**Lista de tareas**
**A)** Explica, en una a tres oraciones y según el fragmento sobre Boris Vian, por qué es probable que la frase impresa en la faja de la primera edición de La espuma de los días impulsara a los lectores a comprar el libro.
**B)** Transcribe sin cambios el pasaje del fragmento sobre Boris Vian comprendido entre "En la faja de" y "bajo los escombros.", ambos incluidos.
**C)** Prolonga el fragmento sobre Boris Vian a partir de su última oración.

**Fragmento**
Manuel Rodríguez Rivero

En la faja de la primera edición (Gallimard, 1947) de La espuma de los días, de Boris Vian, se incluía como reclamo una frase del autor que decía: "No son las gentes las que cambian, sino las cosas". Es muy posible que el peritexto publicitario lograse su objetivo e impulsara a los lectores a adquirir el libro: al fin y al cabo, el mensaje ofrecía una perspectiva sugerente en aquel París liberado que ansiaba olvidar los años de guerra (y la infamia de la colaboración), y que se había convertido de la noche a la mañana en el faro cultural de un continente aún parcialmente sepultado bajo los escombros.

Uno de los efectos oblicuos de la estupenda exposición Boris Vian, organizada por la Bibliothèque Nationale de France, es que proporciona una vibrante instantánea de aquel momento. Durante algo más de un lustro, Saint-Germain-des-Près fue el centro de ese abigarrado mundo en el que todo parecía otra vez posible. En los cafés de la superficie los (pocos) turistas avisados, principalmente norteamericanos hipnotizados por las crónicas de los "inocentes" expatriados de entreguerras, buscaban el rostro de escritores y filósofos a los que precedía una fama difusa y escandalosa. Y en las cavas del subsuelo se hacinaban, bailando enloquecidamente en medio de la acre nube de humo de centenares de cigarrillos, los jóvenes zazous, aquellos locos del jazz que buscaban en el sonido y el ritmo hot una nueva liberación.

'La espuma de los días' se ha convertido, como 'Werther', en un emblema literario y transgeneracional de la juventud

Boris Vian (1920-1959) participaba de la superficie y del subsuelo. Nada como aquel París de posguerra para que terminaran de aflorar todos sus talentos. De hecho, a lo largo de su breve existencia le dio tiempo a ser todo: desde novelista y parlotier (letrista) a pintor, músico y productor musical. Y, entre medias, lo demás: poeta, dramaturgo, periodista, compositor, ingeniero, traductor, patafísico. Incluyendo su propio doble: desde el anagramático Bison Ravi de sus juegos adolescentes al Vernon Sullivan de sus (escandalosas) novelas "negras", Vian nunca dejó de ser varios siendo siempre uno. Esa multiplicidad exuberante y multidisciplinar, producto de su hiperactiva curiosidad (en algún momento dijo que lo único que se podía ser era Picco de la Mirandolla) tuvo seguramente mucho que ver con el relativo desdén hacia su obra posterior de buena parte del establishment literario y editorial que le había apoyado (incluido Gaston Gallimard, que rechazó sus novelas posteriores a pesar de la encendida recomendación de Raymond Queneau).

**Datos mostrados**
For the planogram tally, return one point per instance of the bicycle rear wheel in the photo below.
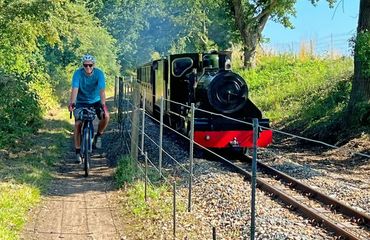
(86, 153)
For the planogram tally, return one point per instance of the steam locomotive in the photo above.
(205, 79)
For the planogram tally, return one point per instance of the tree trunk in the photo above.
(250, 41)
(360, 92)
(250, 28)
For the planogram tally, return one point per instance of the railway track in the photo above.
(322, 210)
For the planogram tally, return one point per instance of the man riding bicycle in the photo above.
(88, 90)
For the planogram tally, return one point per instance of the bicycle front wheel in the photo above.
(86, 153)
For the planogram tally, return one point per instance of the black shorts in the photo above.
(97, 106)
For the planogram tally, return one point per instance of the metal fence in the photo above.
(132, 121)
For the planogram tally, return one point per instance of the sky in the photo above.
(328, 29)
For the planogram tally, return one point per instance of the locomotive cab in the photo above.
(207, 80)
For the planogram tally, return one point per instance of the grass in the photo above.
(25, 171)
(304, 95)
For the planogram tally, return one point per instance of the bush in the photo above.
(126, 170)
(20, 112)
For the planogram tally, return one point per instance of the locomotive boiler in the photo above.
(221, 95)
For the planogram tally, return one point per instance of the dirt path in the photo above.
(77, 207)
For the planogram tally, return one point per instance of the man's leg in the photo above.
(77, 138)
(103, 123)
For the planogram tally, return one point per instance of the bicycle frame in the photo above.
(87, 133)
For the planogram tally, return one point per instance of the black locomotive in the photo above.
(205, 79)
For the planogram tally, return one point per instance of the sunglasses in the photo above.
(88, 65)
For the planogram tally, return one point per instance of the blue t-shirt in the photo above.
(88, 86)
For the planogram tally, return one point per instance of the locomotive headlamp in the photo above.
(228, 64)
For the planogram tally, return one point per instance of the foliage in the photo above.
(126, 170)
(41, 44)
(363, 52)
(19, 111)
(25, 172)
(156, 196)
(305, 94)
(15, 201)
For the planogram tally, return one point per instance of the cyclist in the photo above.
(88, 90)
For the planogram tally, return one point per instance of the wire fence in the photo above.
(331, 45)
(150, 153)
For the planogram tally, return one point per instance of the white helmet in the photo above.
(87, 57)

**Respuestas por tarea**
**A)** Porque el mensaje ofrecía una perspectiva sugerente en aquel París liberado. La ciudad ansiaba olvidar los años de guerra y la infamia de la colaboración, y se había convertido de la noche a la mañana en el faro cultural de un continente aún parcialmente sepultado bajo los escombros.

**B)**
En la faja de la primera edición (Gallimard, 1947) de La espuma de los días, de Boris Vian, se incluía como reclamo una frase del autor que decía: "No son las gentes las que cambian, sino las cosas". Es muy posible que el peritexto publicitario lograse su objetivo e impulsara a los lectores a adquirir el libro: al fin y al cabo, el mensaje ofrecía una perspectiva sugerente en aquel París liberado que ansiaba olvidar los años de guerra (y la infamia de la colaboración), y que se había convertido de la noche a la mañana en el faro cultural de un continente aún parcialmente sepultado bajo los escombros.

**C)**
La espuma de los días (Alianza) es su obra maestra y refleja perfectamente el momento personal y contextual de su composición. Su trama, brevemente expuesta por el propio autor, revela su filiación con un argumento inmortal: "Colin conoce a Chloé. Se aman. Se casan. Chloé cae enferma. Colin se arruina para curarla. El médico no puede salvarla. Chloé muere. Colin no vivirá mucho tiempo". Lo que no dice es que esa mezcla de tragedia e historia fantástica (Chloé fallece como resultado de un tumor-nenúfar alojado en un pulmón), se despliega mediante procedimientos que hacen añicos las convenciones narrativas tradicionales y buscan afanosamente un nuevo entendimiento con el lector. Los juegos de palabras, las jitanjáforas, los cambios bruscos de registro, las alusiones a los personajes del momento (incluyendo al célebre Jean-Sol Partre), fascinaron a los jóvenes que redescubrieron la novela a principios de los sesenta (de la mano del editor Jean-Jacques Pauvert), cuando la literatura del "compromiso" daba demasiadas señales de agotamiento. Desde entonces La espuma de los días se ha convertido, como Werther, en un emblema literario y transgeneracional de la juventud, una historia en la que la alegría desbordada del contar expresa el horror a la muerte, y en la que el amor (loco) es, a la vez, fuente de felicidad y sufrimiento. Los jóvenes que la descubren se reconocen en ella. Y los adultos que la releen consiguen reencontrarse -aunque sea por un rato- con un lejano doble de sí mismos.